(Natural language region descriptions)
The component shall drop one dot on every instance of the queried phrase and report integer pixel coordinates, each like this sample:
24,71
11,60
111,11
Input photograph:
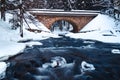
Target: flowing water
66,59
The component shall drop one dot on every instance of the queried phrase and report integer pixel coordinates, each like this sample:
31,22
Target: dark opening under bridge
77,18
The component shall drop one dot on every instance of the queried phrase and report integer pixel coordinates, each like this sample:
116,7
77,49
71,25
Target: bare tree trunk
3,9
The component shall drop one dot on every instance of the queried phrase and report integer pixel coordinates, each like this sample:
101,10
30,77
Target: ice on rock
86,66
55,62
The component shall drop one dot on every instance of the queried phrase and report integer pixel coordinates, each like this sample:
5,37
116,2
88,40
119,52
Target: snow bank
9,38
102,28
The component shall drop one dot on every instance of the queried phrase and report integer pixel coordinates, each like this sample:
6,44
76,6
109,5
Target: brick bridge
77,18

→ **Requirement**: Give the preceding data back exactly, minus every picture.

→ **Output of the exercise**:
The component shall drop one dot on every instance of the queried phrase and report integer pixel coordinates, each like this sample:
24,71
11,60
111,11
Input photograph:
Target: flowing water
66,59
The component shall drop one dot on every instance of the queried phrase and report integer pixel coordinates, each like this sample:
31,22
Target: dark opening under bridge
77,18
The component shall drop one dot on every instance of the queried phrase and report integer pixel coordinates, each like this sample:
116,7
77,49
71,25
Target: bare tree trunk
3,9
The component shall drop one dot on every instance of the queried phrase and report integer pixel coordinates, each like this sample:
101,10
30,77
Target: ice on rock
86,66
55,62
The component shall drop one dot on every instance of the queried phrase and report integer pixel coordinates, each like this sample:
5,37
116,2
88,40
119,52
Target: snow bank
9,38
102,28
The component shall drop one dot on every instance of the queried phrase and report integer pixel coordinates, each like this sample:
6,44
76,6
109,5
Target: brick bridge
77,18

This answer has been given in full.